#### [DIRECTIVE]
Please count how many lines in the rows below contain the word "grassy". Reply with only that number.

#### [Excerpts of annotation records]
>>

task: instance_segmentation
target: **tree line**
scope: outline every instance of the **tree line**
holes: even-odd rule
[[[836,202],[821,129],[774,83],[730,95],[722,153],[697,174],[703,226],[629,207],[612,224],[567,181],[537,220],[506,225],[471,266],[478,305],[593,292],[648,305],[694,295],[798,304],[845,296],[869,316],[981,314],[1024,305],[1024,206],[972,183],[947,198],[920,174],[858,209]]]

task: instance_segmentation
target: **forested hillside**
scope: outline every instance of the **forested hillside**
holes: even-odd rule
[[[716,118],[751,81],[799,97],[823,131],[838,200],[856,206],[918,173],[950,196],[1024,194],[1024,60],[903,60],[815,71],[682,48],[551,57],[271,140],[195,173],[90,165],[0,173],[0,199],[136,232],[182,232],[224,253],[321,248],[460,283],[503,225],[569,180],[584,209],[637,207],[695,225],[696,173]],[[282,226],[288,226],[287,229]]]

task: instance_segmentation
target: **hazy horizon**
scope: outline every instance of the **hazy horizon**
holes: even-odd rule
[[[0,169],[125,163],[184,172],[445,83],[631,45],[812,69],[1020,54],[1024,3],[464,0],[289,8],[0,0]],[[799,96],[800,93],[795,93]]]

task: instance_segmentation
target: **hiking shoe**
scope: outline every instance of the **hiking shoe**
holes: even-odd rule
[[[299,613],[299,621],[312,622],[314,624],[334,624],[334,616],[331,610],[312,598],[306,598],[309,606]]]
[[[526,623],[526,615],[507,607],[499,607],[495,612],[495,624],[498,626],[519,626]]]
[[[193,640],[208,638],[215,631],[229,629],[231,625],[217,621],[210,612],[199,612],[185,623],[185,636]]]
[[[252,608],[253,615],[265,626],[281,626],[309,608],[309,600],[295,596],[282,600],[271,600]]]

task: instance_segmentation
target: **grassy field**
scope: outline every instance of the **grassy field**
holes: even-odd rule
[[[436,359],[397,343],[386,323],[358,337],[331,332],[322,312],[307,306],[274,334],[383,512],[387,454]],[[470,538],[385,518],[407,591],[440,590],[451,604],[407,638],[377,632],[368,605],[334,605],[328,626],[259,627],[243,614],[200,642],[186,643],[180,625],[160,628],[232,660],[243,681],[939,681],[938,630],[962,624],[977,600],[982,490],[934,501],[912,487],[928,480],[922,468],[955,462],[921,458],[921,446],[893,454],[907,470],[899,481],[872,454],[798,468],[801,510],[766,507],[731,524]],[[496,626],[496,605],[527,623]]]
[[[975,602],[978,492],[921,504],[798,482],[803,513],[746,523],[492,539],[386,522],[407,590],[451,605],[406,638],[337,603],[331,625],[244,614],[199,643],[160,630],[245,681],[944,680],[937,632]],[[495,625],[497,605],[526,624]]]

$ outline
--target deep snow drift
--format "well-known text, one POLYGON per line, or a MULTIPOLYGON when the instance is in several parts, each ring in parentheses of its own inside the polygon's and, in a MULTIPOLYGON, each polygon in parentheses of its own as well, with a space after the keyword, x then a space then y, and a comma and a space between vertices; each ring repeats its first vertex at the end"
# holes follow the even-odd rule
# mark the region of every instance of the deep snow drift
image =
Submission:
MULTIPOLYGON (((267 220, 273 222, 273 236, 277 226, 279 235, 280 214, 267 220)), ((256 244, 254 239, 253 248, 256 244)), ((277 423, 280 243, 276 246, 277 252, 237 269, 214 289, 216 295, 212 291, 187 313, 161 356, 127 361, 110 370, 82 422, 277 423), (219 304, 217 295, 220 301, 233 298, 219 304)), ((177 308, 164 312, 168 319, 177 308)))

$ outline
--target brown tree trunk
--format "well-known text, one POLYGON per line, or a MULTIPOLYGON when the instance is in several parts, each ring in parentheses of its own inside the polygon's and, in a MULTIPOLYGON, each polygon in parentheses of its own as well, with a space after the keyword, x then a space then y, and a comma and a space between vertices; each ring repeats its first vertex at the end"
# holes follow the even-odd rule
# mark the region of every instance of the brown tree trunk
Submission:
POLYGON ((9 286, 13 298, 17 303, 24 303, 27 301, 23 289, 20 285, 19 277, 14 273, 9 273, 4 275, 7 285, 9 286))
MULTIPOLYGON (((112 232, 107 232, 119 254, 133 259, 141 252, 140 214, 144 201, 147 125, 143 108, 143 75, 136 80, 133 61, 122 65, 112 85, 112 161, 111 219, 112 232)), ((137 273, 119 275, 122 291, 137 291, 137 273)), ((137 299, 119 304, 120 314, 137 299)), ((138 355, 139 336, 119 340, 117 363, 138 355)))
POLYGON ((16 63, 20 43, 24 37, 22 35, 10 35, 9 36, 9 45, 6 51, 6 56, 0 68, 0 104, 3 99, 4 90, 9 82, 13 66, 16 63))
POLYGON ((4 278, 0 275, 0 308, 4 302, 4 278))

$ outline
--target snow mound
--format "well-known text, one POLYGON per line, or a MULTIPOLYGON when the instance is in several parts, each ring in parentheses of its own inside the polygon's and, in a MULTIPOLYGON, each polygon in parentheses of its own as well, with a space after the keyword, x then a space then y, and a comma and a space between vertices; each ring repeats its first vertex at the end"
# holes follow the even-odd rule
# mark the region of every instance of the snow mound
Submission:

<<

#### [RESULT FOR THIS EXERCISE]
2